» **TASK GOAL**: Count the lines in the items below that contain the string "shrub", treating uppercase and lowercase as different. Reply with the number alone.

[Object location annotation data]
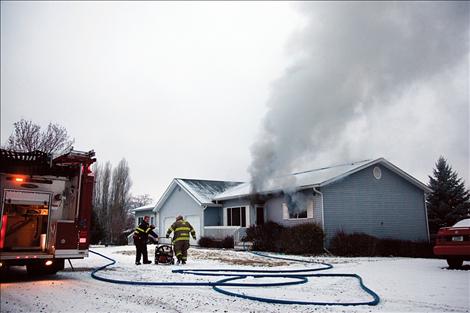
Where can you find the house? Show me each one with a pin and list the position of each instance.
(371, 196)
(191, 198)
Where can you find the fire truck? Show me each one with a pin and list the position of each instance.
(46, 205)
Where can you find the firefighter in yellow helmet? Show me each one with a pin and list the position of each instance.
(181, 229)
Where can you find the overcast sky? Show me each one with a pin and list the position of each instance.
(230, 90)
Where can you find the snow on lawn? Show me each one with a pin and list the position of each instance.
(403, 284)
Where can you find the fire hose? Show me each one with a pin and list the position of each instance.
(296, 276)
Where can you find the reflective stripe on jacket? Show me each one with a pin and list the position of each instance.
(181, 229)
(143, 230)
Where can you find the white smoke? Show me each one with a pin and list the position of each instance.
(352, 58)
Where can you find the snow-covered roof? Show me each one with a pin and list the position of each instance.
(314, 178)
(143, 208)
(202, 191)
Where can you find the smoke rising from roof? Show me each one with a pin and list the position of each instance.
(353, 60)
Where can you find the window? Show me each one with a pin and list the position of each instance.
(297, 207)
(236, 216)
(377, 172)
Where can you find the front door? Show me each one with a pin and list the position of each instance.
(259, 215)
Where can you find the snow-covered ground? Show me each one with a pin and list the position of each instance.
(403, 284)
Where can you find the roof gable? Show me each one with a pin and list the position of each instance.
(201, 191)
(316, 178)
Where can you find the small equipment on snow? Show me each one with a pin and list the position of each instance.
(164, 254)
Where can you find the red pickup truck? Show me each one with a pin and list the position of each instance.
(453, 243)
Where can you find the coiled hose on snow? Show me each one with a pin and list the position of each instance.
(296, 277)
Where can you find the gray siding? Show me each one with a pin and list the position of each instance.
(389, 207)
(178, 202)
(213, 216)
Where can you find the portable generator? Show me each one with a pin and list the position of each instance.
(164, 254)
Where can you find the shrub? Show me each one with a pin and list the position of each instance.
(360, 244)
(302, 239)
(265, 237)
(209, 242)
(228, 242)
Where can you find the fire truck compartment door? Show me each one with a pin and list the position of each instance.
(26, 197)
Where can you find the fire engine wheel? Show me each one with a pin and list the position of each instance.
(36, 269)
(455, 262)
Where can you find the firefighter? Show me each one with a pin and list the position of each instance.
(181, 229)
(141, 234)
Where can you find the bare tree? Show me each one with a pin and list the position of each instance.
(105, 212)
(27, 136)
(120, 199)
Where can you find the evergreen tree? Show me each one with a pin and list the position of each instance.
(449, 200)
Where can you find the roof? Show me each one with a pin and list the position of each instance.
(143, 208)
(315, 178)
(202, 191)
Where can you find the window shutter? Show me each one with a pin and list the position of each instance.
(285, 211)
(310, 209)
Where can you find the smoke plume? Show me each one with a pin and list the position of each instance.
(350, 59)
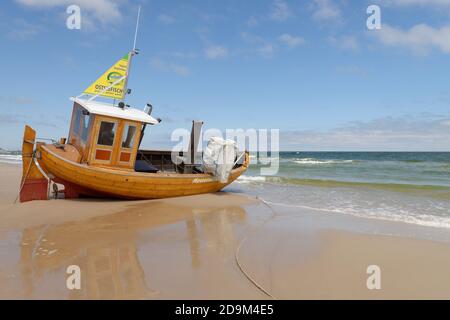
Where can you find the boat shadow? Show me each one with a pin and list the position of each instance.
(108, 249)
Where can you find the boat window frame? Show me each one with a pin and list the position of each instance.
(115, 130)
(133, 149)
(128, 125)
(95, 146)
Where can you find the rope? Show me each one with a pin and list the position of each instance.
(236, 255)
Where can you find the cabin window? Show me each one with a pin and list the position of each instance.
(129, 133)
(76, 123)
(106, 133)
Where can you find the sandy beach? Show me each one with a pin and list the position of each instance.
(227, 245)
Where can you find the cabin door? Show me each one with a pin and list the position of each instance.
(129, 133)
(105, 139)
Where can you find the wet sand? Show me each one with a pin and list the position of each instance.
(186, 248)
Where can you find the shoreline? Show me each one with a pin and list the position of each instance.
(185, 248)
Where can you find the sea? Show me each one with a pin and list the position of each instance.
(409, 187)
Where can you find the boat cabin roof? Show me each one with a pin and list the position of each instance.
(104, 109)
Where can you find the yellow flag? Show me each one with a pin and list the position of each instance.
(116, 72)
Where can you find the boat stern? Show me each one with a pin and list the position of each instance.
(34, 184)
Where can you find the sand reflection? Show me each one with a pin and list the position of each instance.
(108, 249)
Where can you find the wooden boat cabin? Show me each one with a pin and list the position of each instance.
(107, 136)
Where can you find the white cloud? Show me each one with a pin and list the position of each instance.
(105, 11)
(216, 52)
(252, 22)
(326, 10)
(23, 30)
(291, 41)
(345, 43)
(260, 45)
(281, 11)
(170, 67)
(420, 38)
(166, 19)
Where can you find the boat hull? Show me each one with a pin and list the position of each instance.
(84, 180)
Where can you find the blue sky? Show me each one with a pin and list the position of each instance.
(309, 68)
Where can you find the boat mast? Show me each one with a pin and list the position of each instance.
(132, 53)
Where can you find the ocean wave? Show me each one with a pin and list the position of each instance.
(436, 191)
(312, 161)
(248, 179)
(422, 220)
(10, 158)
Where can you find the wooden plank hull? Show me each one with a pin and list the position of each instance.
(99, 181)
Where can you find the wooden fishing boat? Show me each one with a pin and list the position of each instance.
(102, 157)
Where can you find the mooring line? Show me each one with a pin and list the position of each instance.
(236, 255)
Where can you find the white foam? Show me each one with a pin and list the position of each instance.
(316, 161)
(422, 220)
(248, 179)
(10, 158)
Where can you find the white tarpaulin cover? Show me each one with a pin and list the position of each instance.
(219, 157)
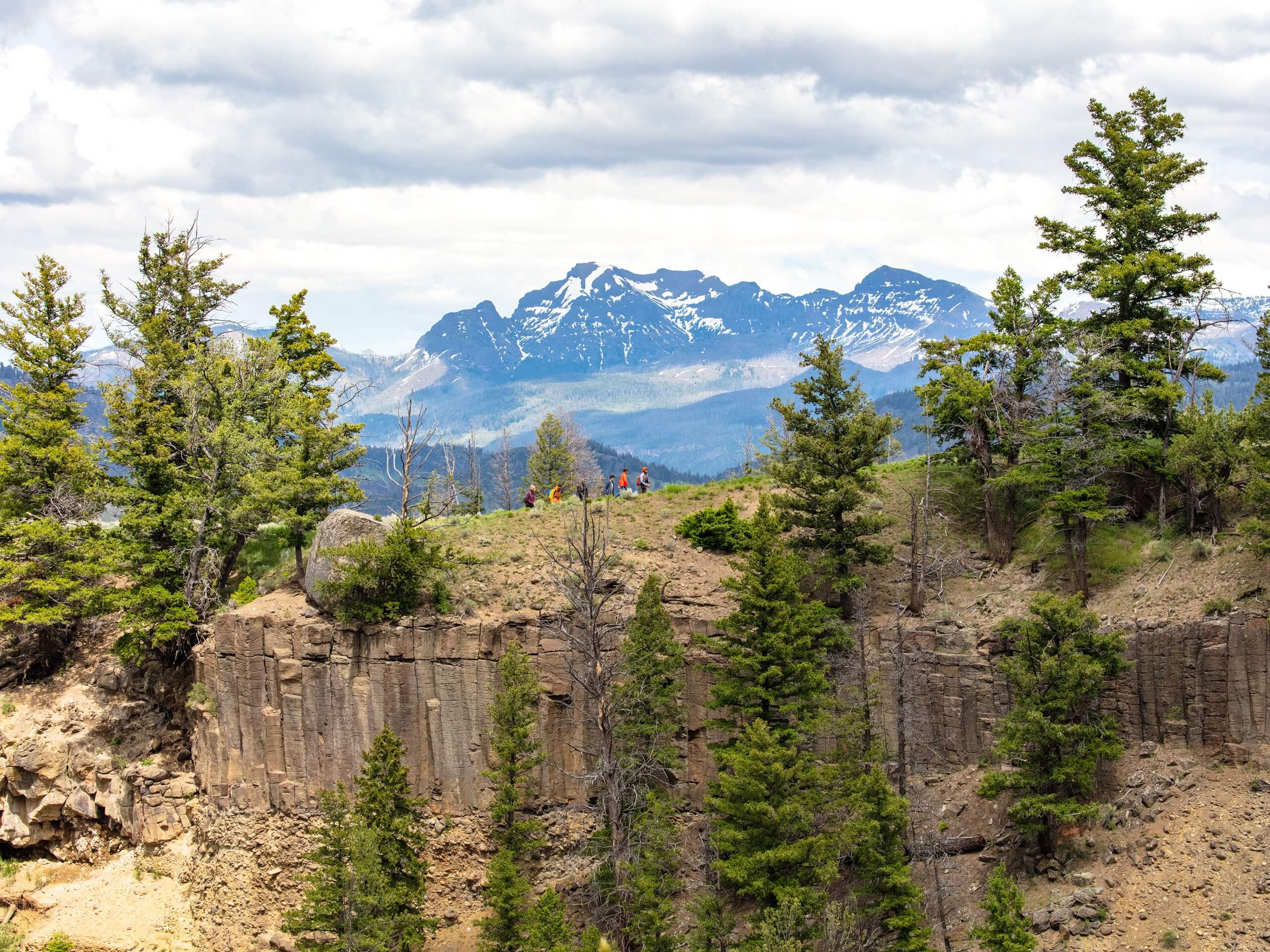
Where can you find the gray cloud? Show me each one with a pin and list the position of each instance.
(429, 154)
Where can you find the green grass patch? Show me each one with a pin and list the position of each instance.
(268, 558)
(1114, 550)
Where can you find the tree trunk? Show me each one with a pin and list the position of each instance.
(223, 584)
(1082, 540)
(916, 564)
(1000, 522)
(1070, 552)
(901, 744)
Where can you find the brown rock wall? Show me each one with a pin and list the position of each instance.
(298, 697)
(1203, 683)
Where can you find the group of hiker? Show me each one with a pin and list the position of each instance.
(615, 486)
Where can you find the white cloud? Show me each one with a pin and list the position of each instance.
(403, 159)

==

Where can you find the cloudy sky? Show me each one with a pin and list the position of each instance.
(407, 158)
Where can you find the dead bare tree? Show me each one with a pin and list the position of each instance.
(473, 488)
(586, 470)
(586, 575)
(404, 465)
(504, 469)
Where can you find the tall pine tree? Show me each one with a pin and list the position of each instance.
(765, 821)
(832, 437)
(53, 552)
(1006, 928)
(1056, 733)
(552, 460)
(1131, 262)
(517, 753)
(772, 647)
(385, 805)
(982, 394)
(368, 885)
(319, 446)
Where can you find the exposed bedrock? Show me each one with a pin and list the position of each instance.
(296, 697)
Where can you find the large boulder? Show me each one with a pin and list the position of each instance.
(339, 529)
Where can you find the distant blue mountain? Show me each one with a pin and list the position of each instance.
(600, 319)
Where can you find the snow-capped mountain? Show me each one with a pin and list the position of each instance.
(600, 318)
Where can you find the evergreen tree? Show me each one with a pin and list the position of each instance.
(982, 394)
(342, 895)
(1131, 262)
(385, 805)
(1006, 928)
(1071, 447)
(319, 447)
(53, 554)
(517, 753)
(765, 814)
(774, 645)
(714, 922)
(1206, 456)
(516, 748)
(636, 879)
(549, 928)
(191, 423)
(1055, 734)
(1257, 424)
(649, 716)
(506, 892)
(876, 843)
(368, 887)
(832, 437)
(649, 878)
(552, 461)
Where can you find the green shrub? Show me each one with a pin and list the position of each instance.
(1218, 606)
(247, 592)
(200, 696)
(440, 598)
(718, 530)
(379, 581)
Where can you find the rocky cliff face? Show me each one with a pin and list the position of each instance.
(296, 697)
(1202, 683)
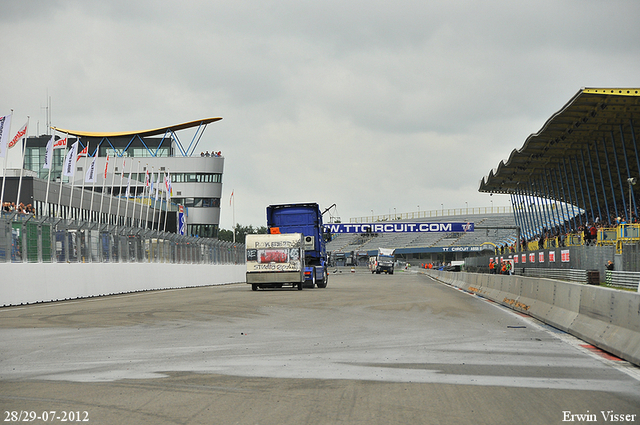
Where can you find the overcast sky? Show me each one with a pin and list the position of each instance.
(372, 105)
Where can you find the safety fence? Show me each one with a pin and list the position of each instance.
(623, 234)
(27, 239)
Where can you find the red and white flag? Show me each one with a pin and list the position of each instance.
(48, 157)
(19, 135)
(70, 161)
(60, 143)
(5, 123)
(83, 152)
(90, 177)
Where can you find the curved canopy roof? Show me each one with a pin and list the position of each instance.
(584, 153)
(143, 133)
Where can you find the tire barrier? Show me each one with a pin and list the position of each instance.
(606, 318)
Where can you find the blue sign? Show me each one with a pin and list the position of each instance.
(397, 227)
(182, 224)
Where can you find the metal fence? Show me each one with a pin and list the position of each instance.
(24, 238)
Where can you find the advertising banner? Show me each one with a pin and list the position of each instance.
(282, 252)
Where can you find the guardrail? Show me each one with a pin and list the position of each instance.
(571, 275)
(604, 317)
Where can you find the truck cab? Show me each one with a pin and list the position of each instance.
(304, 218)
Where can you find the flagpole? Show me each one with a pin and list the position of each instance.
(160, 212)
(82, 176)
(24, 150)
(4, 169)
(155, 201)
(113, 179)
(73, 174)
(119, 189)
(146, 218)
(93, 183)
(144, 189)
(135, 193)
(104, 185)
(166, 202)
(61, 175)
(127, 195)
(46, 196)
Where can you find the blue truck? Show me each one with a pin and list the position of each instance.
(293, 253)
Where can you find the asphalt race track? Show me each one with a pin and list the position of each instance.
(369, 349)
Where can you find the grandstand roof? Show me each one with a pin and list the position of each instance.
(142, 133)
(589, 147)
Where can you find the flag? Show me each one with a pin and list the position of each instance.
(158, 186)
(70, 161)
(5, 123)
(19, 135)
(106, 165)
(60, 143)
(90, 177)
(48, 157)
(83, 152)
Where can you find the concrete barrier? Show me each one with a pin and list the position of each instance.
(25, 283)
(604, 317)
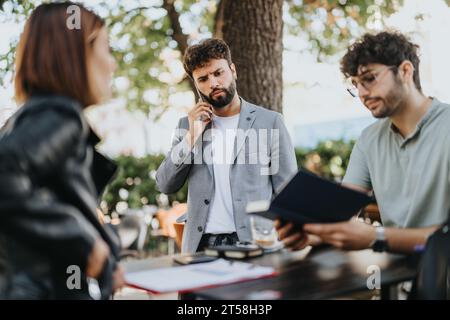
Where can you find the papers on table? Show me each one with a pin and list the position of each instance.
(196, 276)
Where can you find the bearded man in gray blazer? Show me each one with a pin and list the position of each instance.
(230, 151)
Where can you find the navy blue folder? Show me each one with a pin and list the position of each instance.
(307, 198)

» **FINISHED EXERCISE**: 2